# Shame on me!!



## A3DFU (May 7, 2002)

How could I possibly miss A3DFU's 200,000 miles birthday   

I looked today and noticed that I've now done 200,098 miles in what is the one and only car that still has the ability to put that, well known, typical TT-grin on my face when ever I drive it   

Happy belated birthday, A3DFU. May the two of us last another 200,000 miles together

[smiley=mexicanwave.gif]


----------



## igotone (Mar 10, 2010)

Wow - well done girl! Did you have the car from new?


----------



## A3DFU (May 7, 2002)

From new on 26th September 2000 with 34 miles on the clock. And all 200,098 miles, apart from perhaps 500 miles, were driven by me  
Until five years ago I also had A3DFU on tracks a few times per year. The only ones in this country I've not been on are Brands Hatch and Knockhill


----------



## brian1978 (Jul 10, 2013)

[smiley=cheers.gif]


----------



## Callum-TT (Jun 3, 2013)

Wow impressive. Happy 200,000th birthday lol

Sent from AutoGuide.com Free App


----------



## roddy (Dec 25, 2008)

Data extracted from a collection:

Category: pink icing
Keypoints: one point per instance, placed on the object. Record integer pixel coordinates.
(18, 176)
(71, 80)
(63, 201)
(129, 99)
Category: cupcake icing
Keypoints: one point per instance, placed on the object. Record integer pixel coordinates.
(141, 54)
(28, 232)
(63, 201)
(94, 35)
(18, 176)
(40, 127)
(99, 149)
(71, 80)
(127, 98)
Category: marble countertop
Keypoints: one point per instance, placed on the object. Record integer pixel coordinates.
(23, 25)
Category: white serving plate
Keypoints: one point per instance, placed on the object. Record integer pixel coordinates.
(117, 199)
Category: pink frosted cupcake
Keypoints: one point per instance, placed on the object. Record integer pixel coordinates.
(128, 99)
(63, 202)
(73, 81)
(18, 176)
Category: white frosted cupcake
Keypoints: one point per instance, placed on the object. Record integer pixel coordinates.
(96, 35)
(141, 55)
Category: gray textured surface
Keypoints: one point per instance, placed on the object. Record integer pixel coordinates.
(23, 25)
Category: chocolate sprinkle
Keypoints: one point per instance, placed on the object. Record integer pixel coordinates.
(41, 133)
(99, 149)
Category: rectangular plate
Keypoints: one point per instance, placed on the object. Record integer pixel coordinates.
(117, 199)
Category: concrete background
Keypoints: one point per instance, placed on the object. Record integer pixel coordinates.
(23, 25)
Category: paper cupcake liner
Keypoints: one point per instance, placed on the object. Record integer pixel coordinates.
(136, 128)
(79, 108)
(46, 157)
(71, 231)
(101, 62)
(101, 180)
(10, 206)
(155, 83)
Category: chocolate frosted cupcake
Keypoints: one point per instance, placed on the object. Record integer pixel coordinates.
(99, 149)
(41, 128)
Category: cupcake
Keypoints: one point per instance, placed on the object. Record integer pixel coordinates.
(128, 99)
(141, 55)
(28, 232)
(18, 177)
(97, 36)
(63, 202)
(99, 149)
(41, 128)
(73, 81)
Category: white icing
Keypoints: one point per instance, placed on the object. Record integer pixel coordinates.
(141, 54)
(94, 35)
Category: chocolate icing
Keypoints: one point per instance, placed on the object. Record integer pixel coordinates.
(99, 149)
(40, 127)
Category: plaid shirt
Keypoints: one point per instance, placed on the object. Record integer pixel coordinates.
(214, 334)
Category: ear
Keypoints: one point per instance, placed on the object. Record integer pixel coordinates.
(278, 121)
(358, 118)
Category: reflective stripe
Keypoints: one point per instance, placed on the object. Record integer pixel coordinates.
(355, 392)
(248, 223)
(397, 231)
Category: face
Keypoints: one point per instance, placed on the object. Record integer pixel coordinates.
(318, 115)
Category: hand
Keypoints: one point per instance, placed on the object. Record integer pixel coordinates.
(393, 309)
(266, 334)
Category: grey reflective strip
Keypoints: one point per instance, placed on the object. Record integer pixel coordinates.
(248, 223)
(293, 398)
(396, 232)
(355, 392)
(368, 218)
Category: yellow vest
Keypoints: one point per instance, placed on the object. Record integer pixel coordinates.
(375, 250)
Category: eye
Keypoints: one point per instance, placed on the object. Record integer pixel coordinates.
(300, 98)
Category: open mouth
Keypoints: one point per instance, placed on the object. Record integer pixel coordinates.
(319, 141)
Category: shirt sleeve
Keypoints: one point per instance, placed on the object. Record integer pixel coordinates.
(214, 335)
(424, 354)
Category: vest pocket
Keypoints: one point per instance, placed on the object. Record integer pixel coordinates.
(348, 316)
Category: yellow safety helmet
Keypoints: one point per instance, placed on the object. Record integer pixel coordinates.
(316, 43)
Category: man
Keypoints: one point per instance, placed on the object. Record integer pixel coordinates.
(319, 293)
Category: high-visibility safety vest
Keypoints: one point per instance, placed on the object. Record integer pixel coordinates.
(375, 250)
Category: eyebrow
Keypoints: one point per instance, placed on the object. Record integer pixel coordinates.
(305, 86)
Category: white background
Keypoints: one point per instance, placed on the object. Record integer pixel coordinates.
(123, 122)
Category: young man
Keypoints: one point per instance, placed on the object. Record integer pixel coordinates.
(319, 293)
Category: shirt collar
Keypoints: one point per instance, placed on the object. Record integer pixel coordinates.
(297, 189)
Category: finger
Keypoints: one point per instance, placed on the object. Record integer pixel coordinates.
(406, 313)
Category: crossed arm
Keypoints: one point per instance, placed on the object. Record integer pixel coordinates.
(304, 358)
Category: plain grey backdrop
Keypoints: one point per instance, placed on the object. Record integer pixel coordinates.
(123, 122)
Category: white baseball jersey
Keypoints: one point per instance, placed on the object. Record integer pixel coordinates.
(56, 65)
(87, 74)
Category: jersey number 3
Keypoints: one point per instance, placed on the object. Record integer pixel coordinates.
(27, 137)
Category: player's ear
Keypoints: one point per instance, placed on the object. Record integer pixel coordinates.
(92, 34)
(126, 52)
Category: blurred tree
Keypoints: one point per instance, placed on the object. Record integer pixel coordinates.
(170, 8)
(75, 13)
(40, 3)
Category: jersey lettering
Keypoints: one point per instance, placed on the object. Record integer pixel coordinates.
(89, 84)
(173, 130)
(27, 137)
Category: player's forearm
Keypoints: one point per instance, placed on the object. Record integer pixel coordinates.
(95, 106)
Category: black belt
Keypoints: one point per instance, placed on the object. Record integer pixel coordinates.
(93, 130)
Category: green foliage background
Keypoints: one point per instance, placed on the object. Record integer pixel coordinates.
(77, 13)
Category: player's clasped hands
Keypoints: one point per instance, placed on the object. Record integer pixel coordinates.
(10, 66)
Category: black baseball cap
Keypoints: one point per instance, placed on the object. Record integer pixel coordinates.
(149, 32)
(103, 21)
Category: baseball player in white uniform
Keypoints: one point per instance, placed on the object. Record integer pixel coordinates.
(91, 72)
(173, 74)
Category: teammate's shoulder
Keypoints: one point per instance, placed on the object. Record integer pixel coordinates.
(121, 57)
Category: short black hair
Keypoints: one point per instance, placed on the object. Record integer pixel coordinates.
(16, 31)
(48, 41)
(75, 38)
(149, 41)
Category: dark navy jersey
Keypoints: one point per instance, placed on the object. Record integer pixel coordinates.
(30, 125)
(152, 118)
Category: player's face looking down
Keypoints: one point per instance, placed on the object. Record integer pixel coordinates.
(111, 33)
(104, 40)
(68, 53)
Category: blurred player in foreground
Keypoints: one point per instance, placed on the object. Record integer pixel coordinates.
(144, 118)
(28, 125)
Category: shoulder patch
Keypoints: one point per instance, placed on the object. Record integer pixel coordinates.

* * *

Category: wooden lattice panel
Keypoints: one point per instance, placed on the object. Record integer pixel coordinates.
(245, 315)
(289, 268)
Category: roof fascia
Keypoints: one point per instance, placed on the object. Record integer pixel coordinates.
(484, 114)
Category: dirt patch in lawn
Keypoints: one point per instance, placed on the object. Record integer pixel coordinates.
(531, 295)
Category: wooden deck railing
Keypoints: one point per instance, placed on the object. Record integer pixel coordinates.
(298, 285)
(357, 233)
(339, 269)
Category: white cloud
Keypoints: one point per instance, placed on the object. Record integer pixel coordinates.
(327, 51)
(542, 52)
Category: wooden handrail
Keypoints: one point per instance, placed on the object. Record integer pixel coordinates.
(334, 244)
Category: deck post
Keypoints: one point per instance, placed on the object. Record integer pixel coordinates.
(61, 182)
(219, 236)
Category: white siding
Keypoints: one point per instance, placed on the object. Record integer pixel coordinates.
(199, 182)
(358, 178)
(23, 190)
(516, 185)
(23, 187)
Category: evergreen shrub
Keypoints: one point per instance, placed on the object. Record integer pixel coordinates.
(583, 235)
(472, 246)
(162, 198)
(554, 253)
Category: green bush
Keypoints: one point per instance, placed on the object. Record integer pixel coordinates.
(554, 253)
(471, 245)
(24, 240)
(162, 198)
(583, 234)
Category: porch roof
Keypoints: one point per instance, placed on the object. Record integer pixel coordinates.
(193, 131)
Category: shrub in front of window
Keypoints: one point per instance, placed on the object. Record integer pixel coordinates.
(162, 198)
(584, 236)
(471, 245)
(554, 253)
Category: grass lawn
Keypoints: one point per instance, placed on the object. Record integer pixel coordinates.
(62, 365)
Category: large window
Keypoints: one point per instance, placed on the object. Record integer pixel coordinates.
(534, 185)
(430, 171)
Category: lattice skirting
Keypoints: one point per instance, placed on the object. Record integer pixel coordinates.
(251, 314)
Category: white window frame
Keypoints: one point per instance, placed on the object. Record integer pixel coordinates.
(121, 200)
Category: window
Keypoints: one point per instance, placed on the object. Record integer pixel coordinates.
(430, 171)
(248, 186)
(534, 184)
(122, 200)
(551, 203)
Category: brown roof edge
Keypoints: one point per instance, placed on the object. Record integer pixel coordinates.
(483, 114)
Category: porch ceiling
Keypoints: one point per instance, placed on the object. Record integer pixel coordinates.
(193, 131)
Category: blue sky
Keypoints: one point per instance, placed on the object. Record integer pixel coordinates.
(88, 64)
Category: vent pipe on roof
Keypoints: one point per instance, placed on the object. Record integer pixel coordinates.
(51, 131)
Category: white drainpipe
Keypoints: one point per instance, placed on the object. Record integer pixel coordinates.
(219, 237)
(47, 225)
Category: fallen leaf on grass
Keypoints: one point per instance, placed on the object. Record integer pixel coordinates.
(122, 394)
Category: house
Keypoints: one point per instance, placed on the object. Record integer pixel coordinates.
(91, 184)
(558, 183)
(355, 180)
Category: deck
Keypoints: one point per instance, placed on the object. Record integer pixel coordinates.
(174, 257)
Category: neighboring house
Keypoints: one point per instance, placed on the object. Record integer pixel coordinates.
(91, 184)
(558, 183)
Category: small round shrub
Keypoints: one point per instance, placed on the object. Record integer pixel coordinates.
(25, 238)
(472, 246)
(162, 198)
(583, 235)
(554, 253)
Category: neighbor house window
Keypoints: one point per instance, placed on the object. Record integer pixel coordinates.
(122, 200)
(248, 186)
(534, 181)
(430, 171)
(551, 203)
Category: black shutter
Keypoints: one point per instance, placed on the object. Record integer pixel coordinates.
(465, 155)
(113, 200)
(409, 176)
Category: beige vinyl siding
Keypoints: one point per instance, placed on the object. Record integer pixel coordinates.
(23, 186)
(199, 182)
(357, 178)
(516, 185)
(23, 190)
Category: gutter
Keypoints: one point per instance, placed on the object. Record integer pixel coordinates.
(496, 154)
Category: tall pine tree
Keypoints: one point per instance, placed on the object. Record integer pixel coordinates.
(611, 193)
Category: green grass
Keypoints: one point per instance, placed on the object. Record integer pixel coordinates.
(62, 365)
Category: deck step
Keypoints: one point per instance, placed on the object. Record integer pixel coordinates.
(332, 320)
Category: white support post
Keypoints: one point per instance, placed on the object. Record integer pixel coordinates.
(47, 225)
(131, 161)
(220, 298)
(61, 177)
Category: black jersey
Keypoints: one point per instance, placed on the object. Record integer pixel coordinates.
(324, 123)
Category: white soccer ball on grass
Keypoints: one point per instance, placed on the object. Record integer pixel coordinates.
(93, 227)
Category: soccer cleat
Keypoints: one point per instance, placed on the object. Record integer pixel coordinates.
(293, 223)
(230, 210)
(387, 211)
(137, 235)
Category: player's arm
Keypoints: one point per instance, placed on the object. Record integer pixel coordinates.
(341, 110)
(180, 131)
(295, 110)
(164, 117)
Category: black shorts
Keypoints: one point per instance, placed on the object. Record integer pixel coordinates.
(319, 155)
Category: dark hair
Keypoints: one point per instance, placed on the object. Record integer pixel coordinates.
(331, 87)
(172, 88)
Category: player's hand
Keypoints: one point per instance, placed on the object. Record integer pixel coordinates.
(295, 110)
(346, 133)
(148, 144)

Exercise tasks -
A. In the forum thread, rewrite the part that opens with the words containing "How could I" and closes with "(Mar 10, 2010)", replacing "birthday" with "anniversary".
B. According to the forum thread, which two tracks in the country has the poster A3DFU not been on?

Solutions -
A.
How could I possibly miss A3DFU's 200,000 miles anniversary   

I looked today and noticed that I've now done 200,098 miles in what is the one and only car that still has the ability to put that, well known, typical TT-grin on my face when ever I drive it   

Happy belated anniversary, A3DFU. May the two of us last another 200,000 miles together

[smiley=mexicanwave.gif]


----------



## igotone (Mar 10, 2010)

B. Brands Hatch and Knockhill.